▶ [Your objective] Turn every line of the records below into a JSON list of strings, one string per line, with blank lines omitted. Leave the pictures out.

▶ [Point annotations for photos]
++++++++

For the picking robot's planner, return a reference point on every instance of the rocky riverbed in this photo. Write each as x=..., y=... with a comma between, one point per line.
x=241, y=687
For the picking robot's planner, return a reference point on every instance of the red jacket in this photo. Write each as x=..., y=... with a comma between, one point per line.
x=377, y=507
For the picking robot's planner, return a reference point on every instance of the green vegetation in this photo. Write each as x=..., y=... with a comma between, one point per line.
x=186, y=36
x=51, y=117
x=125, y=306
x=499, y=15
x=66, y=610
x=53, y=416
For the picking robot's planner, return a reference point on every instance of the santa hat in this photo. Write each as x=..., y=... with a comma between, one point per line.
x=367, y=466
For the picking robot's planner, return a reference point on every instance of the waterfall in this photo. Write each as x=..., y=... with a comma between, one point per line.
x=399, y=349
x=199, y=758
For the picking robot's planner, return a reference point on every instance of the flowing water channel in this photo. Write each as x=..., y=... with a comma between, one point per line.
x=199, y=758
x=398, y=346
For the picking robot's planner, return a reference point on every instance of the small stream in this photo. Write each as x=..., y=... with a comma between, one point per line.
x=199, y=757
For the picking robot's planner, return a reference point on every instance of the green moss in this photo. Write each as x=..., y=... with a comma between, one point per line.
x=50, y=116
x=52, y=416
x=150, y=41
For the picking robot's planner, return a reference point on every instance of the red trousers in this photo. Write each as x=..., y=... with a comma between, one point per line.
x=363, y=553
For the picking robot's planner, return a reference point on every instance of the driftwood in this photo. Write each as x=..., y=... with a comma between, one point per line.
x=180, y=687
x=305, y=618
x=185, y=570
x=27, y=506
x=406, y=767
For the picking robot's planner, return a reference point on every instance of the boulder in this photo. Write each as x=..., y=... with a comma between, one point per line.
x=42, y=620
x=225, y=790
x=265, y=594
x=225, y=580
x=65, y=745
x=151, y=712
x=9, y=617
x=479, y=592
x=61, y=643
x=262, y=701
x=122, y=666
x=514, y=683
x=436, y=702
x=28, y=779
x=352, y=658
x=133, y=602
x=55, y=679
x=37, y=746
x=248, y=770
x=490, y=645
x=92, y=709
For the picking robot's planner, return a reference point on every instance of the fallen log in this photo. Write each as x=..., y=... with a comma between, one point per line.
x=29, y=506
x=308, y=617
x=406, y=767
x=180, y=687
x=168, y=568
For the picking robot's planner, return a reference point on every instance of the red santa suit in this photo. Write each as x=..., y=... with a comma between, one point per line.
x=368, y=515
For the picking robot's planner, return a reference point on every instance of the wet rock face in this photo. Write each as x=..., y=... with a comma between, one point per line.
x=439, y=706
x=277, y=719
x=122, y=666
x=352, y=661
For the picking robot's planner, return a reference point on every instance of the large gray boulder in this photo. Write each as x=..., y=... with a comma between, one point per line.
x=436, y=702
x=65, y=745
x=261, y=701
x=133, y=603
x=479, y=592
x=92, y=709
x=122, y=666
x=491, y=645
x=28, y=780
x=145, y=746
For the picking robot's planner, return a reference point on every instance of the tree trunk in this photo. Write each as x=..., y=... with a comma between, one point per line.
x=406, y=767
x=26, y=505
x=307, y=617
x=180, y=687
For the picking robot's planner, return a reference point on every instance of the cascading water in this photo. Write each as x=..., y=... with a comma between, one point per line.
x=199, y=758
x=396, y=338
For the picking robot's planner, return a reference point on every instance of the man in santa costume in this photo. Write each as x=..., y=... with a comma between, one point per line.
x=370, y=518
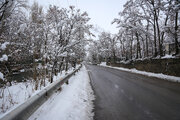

++++++++

▶ [Finished exercise]
[
  "For the picking robot's planner, return a reference point on every instance of the rocky riverbed in this photo. Write each as x=..., y=... with a comma between, one point per line.",
  "x=241, y=687",
  "For the picking robot's planner, return a reference point on every instance of the red jacket in this photo. Write each as x=..., y=... with a comma between, one point per line.",
  "x=377, y=507",
  "For the picking robot's planner, return a reference point on every instance of the green vegetation in this photo. Write each as x=..., y=... with a comma between, one point per line.",
  "x=186, y=36",
  "x=51, y=117",
  "x=125, y=306",
  "x=499, y=15",
  "x=66, y=610",
  "x=53, y=416",
  "For the picking robot's planner, return a reference point on every instance of the santa hat in this photo. Write each as x=..., y=... with a comma between, one point per line.",
  "x=367, y=466",
  "For the picking robot's planner, return a reference point on every instance of the waterfall in this photo. Write each as x=..., y=... with a comma between, one point per line.",
  "x=399, y=349",
  "x=199, y=758",
  "For the picking robot's planner, return a reference point on every instance of the flowing water channel in this photo. Write each as x=..., y=... with a comma between, one point per line.",
  "x=199, y=758",
  "x=398, y=346",
  "For the picking robot's planner, return a reference point on every instance of the small stream in this photo. Write each as x=..., y=... with a comma between, one point per line.",
  "x=199, y=757",
  "For the picking robot's planner, return a reference point on every instance of the green moss in this photo. Write each as x=..., y=... with a comma between, one point per line.",
  "x=50, y=116",
  "x=52, y=416",
  "x=150, y=41",
  "For the picking robot's planner, return a reference point on every instance of the red trousers in this photo. Write each as x=..., y=... with a comma between, one point per line.",
  "x=363, y=553",
  "For the picking robot's planner, return a reference point on every instance of the driftwood in this photo. Write each as x=..., y=... with a comma between, one point per line.",
  "x=180, y=687",
  "x=305, y=618",
  "x=185, y=570",
  "x=27, y=506",
  "x=406, y=767",
  "For the picking robot's planner, return a reference point on every instance of the boulder in this photo. Write each as x=..., y=... with a comma between, one point per line.",
  "x=42, y=620",
  "x=225, y=790",
  "x=265, y=594",
  "x=225, y=580",
  "x=65, y=745",
  "x=151, y=712",
  "x=9, y=617",
  "x=479, y=592",
  "x=61, y=643",
  "x=262, y=701",
  "x=122, y=666",
  "x=514, y=683",
  "x=436, y=702",
  "x=28, y=779",
  "x=352, y=658",
  "x=133, y=602",
  "x=55, y=679",
  "x=37, y=746",
  "x=248, y=770",
  "x=490, y=645",
  "x=92, y=709",
  "For the picking robot's planner, return a reference point on every instance of the fallen log in this photo. Write each as x=..., y=... with a comma between, one point per line.",
  "x=29, y=506",
  "x=308, y=617",
  "x=406, y=767",
  "x=180, y=687",
  "x=168, y=568",
  "For the picking robot's planner, return a reference point on every instance of the red santa suit in this photo. Write each as x=..., y=... with a comma between, one point per line.",
  "x=368, y=515",
  "For the picking robot's planner, return a reference point on every instance of the wet rock face in this photo. Write each as x=..., y=... with a comma between, one point per line.",
  "x=439, y=706",
  "x=277, y=719",
  "x=122, y=666",
  "x=352, y=661",
  "For the picking robot's planner, return a reference point on every instance of the large gray boulder in this photo. Write each as x=..., y=... with a comma between, one point per line.",
  "x=436, y=702",
  "x=65, y=745",
  "x=261, y=701",
  "x=133, y=603",
  "x=479, y=592",
  "x=92, y=709",
  "x=122, y=666",
  "x=491, y=645",
  "x=28, y=780",
  "x=145, y=746",
  "For the picking robot's planner, return a reference point on every instance of the tree trunk in this photo. Write each as x=..., y=... with a comma between, one point per line.",
  "x=406, y=767",
  "x=26, y=505",
  "x=307, y=617",
  "x=180, y=687",
  "For the picking robot's planner, return a reference point on every instance of the cascading water in this photo. Write each as x=..., y=... with a comma between, one point per line.",
  "x=199, y=758",
  "x=396, y=338",
  "For the picking robot's planner, return a reference point on every instance of the man in santa costume in this photo. Write each as x=..., y=... with a comma between, one point per line.",
  "x=370, y=518"
]